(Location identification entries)
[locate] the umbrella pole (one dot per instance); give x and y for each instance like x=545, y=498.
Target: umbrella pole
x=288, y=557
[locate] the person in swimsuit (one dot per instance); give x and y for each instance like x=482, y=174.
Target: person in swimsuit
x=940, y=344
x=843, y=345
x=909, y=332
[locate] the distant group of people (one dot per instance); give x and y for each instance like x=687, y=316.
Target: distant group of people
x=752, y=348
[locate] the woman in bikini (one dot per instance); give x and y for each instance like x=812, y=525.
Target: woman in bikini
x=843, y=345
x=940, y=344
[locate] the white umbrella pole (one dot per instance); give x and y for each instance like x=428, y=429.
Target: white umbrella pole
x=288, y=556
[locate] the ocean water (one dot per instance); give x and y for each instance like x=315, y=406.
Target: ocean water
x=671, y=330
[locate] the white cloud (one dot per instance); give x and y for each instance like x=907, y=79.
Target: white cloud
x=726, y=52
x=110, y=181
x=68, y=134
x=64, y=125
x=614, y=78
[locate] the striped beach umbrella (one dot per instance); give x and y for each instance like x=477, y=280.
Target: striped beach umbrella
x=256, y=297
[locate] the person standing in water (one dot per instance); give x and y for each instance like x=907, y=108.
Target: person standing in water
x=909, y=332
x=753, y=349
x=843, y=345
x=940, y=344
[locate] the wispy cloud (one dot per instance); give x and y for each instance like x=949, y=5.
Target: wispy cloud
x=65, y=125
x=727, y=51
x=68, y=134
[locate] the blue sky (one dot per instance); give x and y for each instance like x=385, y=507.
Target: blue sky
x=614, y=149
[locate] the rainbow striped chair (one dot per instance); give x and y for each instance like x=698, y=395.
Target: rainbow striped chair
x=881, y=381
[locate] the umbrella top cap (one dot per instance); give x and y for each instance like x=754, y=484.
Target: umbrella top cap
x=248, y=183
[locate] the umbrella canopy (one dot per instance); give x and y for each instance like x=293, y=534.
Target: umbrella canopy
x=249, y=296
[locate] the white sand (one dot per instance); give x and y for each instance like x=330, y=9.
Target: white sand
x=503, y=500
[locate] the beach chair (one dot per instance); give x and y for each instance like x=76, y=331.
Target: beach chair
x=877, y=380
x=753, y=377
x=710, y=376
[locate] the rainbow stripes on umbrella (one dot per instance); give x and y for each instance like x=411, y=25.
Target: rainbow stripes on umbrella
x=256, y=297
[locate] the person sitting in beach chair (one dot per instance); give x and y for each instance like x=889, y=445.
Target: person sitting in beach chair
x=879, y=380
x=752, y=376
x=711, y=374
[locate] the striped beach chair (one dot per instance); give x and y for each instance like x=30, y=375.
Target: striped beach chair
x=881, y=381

* **What to do**
Copy the lines unchanged, starting at the line that contains "[locate] the person sitting" and continuing through the final line.

* **Result of this exercise**
[locate] the person sitting in beach chair (one dot per instance); give x and y for each instance like x=889, y=445.
Target: person sitting in beach chair
x=879, y=380
x=752, y=376
x=711, y=374
[locate] the striped beach chair (one dot per instance); give x and y for each instance like x=30, y=375.
Target: striped beach chair
x=881, y=381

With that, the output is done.